··· TEXT PROVIDED ···
Exhibitions on view include a groundbreaking group of works by long-underrecognized innovator of abstract art Hilma af Klint, new paintings by contemporary artist R. H. Quaytman, and a yearlong exhibition program honoring the work and continuing legacy of Robert Mapplethorpe.


Annual Robert Rosenblum Lecture
“The Ghost and the Rock: Albert Renger-Patzsch and the Shape of Time” by
Megan R. Luke

Tuesday, February 12, 6:30pm
In the ninth annual Robert Rosenblum Lecture, University of Southern California Associate Professor Megan R. Luke will discuss German photographer Albert Renger-Patzsch (1897–1966) and his early 1930s photographs of modern dance and medieval architecture. Perhaps best remembered for his celebrated book of photographs of natural forms, Die Welt ist schön (The World Is Beautiful) (1928), Renger-Patzsch created photos that are haunted by his persistent doubts about the survival of the past in embodied forms. Luke will also examine these images in tandem with the artist’s late interest in geology as expressed in his last photography book, Gestein (Rock), published shortly before his death in 1966.

$15, $10 members, free for students with RSVP. For more information, visit guggenheim.org/calendar.

The Annual Robert Rosenblum Lecture series honors the wide-ranging career of Robert Rosenblum (1927–2006), former Guggenheim Swid Curator of 20th-Century Art, and Henry Ittelson Jr., Professor of Modern European Art, New York University. The series is facilitated by the donors to the Robert Rosenblum Fund, who are gratefully acknowledged for their generosity.

Hugo Boss Prize 2018: Simone Leigh Conference
“Loophole of Retreat”
··· GIVEN MATERIAL ···
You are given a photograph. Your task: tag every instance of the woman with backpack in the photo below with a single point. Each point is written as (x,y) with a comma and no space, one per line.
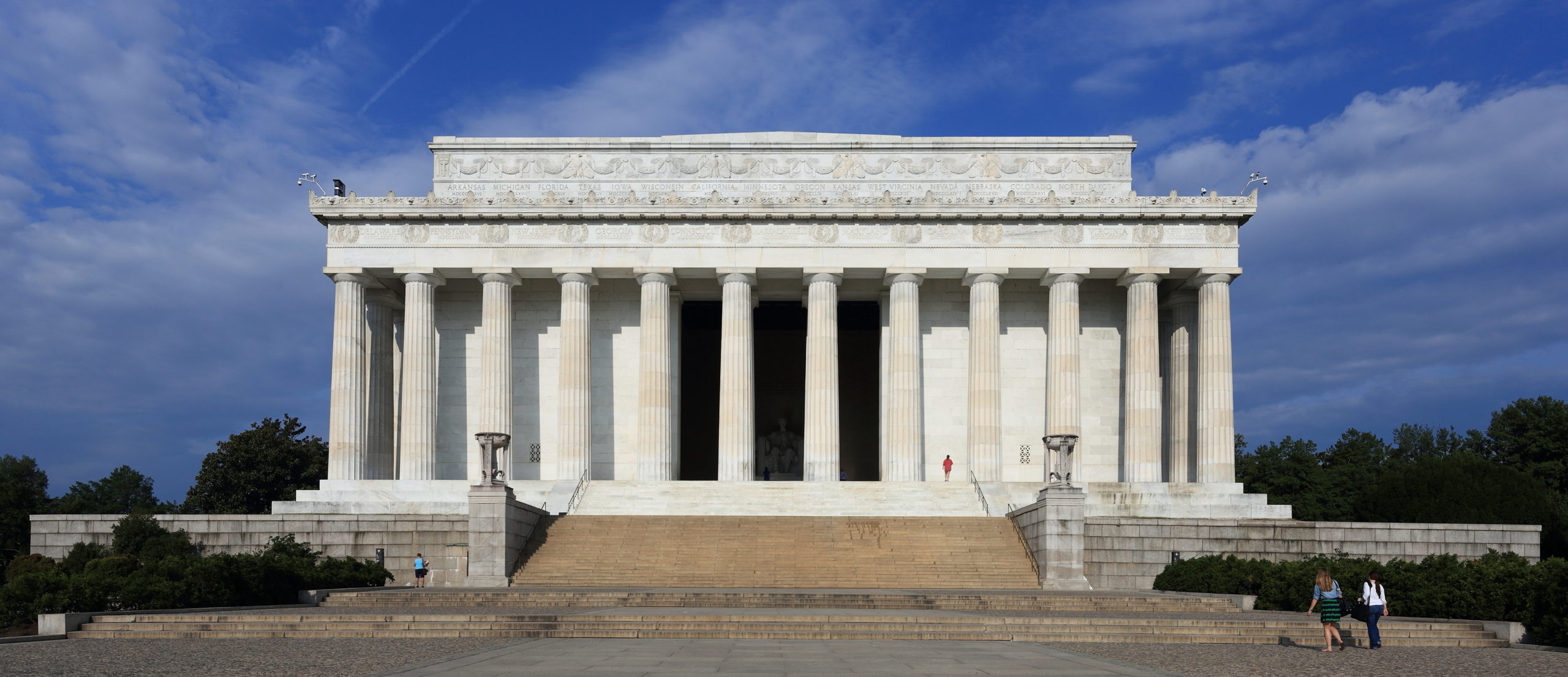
(1327,591)
(1376,599)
···
§ WHAT TO PRODUCE
Retype the museum listing word for word, starting with "The Annual Robert" and going on through "for their generosity.". The lines are separate material and have nothing to do with the museum listing.

§ TASK SOLUTION
The Annual Robert Rosenblum Lecture series honors the wide-ranging career of Robert Rosenblum (1927–2006), former Guggenheim Swid Curator of 20th-Century Art, and Henry Ittelson Jr., Professor of Modern European Art, New York University. The series is facilitated by the donors to the Robert Rosenblum Fund, who are gratefully acknowledged for their generosity.